● **SHORT TASK**
Repeat the stretch of entries from the very first line through the line containing "point(184, 84)", both ends included. Leave the pictures out of your answer.

● **INPUT**
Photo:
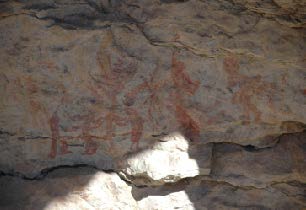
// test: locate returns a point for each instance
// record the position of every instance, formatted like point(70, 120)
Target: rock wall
point(152, 104)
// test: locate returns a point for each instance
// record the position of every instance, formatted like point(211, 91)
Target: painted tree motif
point(248, 88)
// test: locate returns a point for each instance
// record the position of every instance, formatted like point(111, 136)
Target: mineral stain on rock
point(167, 104)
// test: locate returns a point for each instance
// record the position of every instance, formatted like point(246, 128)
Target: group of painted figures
point(115, 73)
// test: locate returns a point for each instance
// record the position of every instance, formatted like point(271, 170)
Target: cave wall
point(164, 104)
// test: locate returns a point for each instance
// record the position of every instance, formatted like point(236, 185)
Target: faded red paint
point(181, 79)
point(249, 87)
point(189, 126)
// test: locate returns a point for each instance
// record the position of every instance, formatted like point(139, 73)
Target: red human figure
point(136, 123)
point(55, 135)
point(184, 84)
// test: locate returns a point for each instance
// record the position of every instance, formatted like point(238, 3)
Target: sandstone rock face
point(194, 100)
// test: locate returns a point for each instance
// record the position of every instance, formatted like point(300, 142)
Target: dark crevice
point(44, 173)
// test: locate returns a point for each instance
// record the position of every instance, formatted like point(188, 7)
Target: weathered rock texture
point(193, 100)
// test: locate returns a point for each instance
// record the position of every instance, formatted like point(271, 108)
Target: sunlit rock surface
point(205, 94)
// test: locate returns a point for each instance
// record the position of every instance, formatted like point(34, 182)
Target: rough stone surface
point(82, 188)
point(167, 161)
point(201, 102)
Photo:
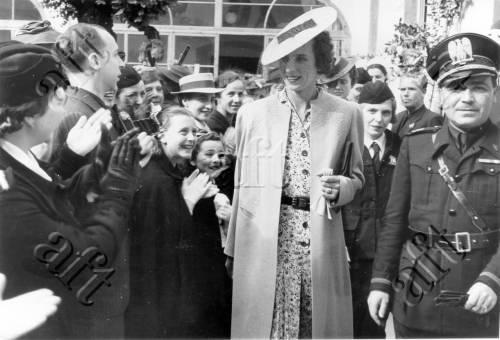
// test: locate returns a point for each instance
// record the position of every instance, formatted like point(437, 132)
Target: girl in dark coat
point(167, 281)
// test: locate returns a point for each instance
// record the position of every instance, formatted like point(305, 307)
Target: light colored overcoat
point(262, 130)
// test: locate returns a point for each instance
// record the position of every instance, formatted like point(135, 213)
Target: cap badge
point(460, 51)
point(292, 32)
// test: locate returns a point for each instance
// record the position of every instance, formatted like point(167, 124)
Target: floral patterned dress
point(292, 314)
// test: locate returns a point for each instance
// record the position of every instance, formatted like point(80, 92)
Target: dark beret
point(461, 55)
point(27, 72)
point(128, 77)
point(375, 93)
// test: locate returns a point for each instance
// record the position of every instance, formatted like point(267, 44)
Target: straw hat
point(198, 83)
point(298, 32)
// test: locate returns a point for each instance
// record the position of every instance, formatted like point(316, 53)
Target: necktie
point(376, 156)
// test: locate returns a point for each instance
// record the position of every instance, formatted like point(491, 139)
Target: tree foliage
point(137, 13)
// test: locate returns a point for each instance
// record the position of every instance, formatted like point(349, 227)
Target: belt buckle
point(459, 242)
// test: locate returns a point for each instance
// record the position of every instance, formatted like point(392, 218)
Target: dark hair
point(11, 117)
point(323, 52)
point(73, 46)
point(211, 136)
point(353, 74)
point(165, 116)
point(362, 76)
point(378, 66)
point(150, 76)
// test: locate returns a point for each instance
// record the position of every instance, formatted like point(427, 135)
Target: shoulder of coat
point(429, 129)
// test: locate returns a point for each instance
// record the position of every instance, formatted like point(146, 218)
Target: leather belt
point(462, 242)
point(297, 202)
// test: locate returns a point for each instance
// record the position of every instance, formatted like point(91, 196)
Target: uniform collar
point(26, 159)
point(488, 141)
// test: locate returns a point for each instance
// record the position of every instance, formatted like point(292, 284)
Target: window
point(191, 13)
point(201, 52)
point(252, 13)
point(4, 35)
point(25, 10)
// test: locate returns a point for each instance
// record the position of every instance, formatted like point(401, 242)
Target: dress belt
point(462, 242)
point(297, 202)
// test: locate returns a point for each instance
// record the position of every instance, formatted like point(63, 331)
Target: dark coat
point(79, 103)
point(176, 262)
point(363, 215)
point(33, 208)
point(420, 199)
point(422, 117)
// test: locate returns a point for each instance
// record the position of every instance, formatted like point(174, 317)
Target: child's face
point(179, 138)
point(211, 156)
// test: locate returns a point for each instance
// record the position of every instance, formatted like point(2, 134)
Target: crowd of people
point(154, 202)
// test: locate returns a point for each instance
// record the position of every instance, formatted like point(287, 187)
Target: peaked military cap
point(462, 55)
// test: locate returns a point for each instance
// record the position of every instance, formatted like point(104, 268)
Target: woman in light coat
point(291, 277)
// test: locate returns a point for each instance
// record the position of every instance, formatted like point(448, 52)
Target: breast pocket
point(425, 181)
point(485, 184)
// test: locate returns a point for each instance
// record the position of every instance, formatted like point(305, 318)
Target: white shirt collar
point(26, 159)
point(380, 141)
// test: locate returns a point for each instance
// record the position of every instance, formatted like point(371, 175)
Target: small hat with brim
point(298, 32)
point(198, 83)
point(37, 32)
point(462, 55)
point(341, 67)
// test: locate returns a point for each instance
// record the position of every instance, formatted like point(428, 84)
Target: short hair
point(393, 108)
point(323, 52)
point(73, 46)
point(211, 136)
point(11, 117)
point(227, 77)
point(420, 79)
point(165, 116)
point(378, 66)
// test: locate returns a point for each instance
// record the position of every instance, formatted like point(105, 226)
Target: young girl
point(211, 217)
point(166, 281)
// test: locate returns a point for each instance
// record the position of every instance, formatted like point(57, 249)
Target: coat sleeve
point(350, 185)
point(240, 139)
point(394, 225)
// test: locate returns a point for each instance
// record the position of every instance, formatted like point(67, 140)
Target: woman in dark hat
point(41, 237)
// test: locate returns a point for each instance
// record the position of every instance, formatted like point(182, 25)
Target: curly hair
point(323, 52)
point(11, 117)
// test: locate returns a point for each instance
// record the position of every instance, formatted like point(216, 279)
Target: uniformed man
point(441, 224)
point(412, 91)
point(362, 216)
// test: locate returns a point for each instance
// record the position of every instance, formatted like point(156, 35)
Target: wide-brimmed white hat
point(198, 83)
point(298, 32)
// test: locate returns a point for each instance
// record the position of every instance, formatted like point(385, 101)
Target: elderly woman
point(291, 276)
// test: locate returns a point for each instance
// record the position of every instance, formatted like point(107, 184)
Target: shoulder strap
point(477, 221)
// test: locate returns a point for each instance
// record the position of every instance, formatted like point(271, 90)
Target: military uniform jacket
point(421, 204)
point(422, 117)
point(362, 216)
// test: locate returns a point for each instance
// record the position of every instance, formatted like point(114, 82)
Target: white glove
point(86, 133)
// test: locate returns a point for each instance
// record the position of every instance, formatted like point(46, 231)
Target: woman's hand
point(196, 187)
point(330, 186)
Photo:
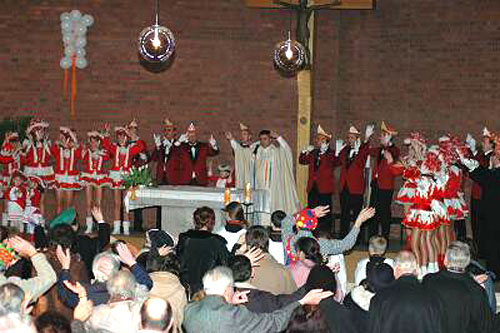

● **WRITTEN SOLUTION**
Photo:
// test: locate returns a point for each instance
// record the position of every instance, formatted like point(70, 120)
Target: rock wall
point(152, 104)
// test: locate returns a point for each instance
// record the position of every instance, formatted like point(211, 91)
Target: painted tree motif
point(248, 88)
// test: locate returns a point for each instance
// record the position of every instance, formatted like point(111, 136)
Target: mineral stain on rock
point(167, 104)
// test: locate returns a point for each instance
// record the position of every instance, formatted like point(246, 128)
Target: group of painted figures
point(115, 73)
// test: locate returns a point for each instance
// record the position of every instance, formatted like point(271, 170)
Target: cave wall
point(164, 104)
// test: locate returns a point for each instance
// record the position of every instance, formatted like point(236, 185)
Target: faded red paint
point(181, 79)
point(249, 87)
point(189, 126)
// test: locate returns a point for each instance
// record the position of every instance, formatted like point(139, 73)
Target: red human figure
point(136, 123)
point(55, 135)
point(184, 84)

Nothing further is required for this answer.